AIM.
Copy the lines below word for word, starting with the line that contains "find the wooden raised" and continuing through the very last line.
________________________
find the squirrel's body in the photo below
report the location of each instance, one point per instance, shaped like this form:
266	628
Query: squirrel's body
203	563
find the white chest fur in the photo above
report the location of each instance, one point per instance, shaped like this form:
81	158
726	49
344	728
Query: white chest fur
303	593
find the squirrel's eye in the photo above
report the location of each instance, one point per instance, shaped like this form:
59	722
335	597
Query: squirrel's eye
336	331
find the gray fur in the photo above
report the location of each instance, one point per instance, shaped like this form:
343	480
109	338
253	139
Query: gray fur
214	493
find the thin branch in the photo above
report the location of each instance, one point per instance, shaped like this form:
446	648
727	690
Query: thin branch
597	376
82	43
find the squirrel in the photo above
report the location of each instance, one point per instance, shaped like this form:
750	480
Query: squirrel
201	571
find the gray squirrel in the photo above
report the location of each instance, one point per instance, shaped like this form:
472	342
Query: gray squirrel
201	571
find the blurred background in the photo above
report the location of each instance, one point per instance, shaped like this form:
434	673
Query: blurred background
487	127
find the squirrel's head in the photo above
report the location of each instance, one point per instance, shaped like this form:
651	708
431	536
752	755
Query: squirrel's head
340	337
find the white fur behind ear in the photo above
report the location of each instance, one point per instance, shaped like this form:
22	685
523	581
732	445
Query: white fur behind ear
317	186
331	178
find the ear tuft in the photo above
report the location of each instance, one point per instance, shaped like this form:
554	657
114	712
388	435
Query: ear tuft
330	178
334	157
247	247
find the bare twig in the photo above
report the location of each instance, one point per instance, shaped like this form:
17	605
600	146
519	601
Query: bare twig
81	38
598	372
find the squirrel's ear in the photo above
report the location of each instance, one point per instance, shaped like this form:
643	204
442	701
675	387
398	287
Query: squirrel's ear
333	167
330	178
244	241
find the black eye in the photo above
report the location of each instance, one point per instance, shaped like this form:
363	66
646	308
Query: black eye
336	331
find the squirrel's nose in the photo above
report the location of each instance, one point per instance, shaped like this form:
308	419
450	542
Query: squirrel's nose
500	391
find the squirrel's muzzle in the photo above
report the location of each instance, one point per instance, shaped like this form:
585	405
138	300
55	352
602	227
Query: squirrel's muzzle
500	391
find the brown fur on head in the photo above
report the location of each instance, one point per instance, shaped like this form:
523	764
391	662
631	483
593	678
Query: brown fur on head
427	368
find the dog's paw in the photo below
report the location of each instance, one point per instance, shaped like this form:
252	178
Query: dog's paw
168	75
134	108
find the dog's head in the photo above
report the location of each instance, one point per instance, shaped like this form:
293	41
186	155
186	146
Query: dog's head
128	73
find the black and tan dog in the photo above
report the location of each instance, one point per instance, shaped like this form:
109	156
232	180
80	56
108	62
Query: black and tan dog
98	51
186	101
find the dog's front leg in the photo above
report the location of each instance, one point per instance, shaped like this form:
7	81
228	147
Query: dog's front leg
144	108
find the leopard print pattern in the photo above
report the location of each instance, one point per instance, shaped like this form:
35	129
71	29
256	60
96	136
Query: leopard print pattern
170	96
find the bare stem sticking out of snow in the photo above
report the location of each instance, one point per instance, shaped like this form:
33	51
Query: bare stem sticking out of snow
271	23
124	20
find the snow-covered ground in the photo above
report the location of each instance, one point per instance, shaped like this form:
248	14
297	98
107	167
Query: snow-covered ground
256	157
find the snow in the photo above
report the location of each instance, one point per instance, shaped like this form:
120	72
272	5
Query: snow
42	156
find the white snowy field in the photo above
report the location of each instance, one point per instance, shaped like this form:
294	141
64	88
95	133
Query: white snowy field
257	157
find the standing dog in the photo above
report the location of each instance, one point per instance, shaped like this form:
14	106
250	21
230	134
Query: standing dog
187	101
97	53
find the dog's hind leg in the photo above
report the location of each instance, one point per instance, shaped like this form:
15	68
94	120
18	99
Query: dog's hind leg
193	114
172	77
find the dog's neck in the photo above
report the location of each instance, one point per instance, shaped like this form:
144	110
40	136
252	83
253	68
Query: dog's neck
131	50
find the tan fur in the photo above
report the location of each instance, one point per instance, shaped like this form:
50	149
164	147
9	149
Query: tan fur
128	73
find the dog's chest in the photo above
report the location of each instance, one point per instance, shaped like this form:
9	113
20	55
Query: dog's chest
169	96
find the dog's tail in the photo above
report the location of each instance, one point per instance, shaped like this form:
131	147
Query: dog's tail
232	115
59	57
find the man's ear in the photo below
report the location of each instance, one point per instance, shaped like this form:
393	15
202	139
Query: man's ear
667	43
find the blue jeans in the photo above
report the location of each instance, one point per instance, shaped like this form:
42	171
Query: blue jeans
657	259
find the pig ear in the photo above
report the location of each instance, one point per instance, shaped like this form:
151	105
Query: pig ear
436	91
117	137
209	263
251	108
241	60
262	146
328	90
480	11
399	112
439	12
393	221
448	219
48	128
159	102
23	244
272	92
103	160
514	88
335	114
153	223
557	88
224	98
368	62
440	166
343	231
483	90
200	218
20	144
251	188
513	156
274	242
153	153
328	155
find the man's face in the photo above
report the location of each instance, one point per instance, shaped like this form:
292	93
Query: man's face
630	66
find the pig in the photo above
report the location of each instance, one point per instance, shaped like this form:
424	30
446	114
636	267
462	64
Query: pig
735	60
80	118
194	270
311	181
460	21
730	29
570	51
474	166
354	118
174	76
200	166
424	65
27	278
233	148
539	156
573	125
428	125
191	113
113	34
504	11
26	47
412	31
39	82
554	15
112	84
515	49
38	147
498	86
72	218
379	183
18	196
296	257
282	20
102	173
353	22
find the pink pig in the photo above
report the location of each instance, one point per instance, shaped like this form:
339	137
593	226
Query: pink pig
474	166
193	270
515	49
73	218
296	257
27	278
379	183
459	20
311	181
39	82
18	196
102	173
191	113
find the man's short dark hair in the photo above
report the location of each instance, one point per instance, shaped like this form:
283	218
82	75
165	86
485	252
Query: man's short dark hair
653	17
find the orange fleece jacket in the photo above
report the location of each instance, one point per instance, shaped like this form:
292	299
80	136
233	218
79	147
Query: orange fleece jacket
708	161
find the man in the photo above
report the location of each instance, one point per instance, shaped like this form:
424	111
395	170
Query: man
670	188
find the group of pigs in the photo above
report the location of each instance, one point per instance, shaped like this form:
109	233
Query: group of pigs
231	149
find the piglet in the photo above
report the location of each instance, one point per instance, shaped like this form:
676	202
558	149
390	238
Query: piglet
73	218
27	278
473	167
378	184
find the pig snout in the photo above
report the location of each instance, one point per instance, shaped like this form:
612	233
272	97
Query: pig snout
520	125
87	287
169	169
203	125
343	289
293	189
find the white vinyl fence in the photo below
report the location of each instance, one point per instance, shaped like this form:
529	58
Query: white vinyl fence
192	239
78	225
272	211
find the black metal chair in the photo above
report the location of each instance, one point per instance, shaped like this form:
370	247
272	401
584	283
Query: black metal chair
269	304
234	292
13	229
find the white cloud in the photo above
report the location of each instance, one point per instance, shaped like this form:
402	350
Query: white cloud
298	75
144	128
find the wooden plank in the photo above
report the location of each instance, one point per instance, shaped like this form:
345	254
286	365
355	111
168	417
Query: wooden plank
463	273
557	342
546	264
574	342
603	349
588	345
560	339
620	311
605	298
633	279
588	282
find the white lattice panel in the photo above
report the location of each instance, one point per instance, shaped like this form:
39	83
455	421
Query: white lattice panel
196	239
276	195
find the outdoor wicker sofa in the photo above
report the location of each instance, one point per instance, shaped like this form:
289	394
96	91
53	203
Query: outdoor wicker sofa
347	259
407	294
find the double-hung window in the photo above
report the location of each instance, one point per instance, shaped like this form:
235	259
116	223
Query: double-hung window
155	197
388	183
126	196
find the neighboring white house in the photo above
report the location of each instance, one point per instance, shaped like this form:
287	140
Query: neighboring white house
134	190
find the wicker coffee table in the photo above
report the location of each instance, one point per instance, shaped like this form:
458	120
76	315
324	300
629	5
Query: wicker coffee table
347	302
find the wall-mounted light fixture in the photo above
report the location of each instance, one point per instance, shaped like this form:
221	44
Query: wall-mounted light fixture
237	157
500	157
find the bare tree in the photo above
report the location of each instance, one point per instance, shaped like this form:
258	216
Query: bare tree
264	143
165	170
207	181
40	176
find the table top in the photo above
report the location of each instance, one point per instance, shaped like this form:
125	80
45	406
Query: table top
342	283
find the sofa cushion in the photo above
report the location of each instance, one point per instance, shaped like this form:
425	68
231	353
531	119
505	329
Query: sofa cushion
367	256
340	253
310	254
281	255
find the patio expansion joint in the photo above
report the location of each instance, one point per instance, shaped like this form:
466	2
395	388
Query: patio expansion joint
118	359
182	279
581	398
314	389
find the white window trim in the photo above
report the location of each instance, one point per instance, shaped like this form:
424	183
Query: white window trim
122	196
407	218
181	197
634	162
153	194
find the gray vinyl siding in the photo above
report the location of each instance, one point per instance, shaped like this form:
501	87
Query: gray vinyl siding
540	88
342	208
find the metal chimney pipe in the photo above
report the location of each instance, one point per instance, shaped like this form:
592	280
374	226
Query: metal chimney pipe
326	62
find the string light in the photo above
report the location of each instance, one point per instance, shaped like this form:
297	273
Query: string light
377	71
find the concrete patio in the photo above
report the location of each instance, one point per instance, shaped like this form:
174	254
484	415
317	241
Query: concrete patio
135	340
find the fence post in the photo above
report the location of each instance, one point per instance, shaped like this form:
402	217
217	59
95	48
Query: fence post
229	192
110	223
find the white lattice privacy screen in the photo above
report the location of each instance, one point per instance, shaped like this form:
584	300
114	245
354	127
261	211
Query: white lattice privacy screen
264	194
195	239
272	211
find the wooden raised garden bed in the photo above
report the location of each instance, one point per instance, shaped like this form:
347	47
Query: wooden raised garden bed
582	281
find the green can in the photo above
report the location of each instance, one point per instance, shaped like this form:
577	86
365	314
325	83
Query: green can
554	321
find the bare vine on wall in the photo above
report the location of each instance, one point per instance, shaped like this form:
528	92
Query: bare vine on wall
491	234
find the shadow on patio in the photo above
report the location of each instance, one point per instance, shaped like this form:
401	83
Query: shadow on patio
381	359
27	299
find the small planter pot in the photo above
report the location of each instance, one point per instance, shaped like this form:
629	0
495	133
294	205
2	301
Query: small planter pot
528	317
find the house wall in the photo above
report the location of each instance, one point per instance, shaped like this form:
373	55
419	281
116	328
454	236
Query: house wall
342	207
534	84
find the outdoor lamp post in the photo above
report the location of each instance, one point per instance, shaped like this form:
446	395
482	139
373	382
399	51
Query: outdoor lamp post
________________________
EXERCISE RESULT.
find the wooden raised garden bed in the photo above
report the location of each instance, one point per instance, shaped like this form:
347	47
Query: wooden raised garden bed
582	281
find the green can in the photo above
report the location of each instance, one point per instance, shaped like this form:
577	86
365	314
325	83
Query: green can
554	321
find the bare vine on wall in the photo above
report the location of each instance, one point per instance, shaped like this form:
528	92
Query: bare vine on wall
491	234
find the shadow on patio in the photo above
report the location of each instance, one point per instance, shaped like this form:
401	83
Query: shadow on patio
381	359
27	299
find the small planter pot in the photo above
report the location of each instance, one point per instance, shaped like this form:
629	0
495	133
294	205
2	301
Query: small planter pot
528	317
find the house wall in the photo above
report the location of each instance, one point per instance, shaped like this form:
373	55
419	281
116	328
454	236
Query: house wall
342	207
534	84
find the outdoor lamp post in the photo above
report the location of each instance, one point per instance, shaped like this form:
446	395
482	139
373	382
399	51
Query: outdoor lamp post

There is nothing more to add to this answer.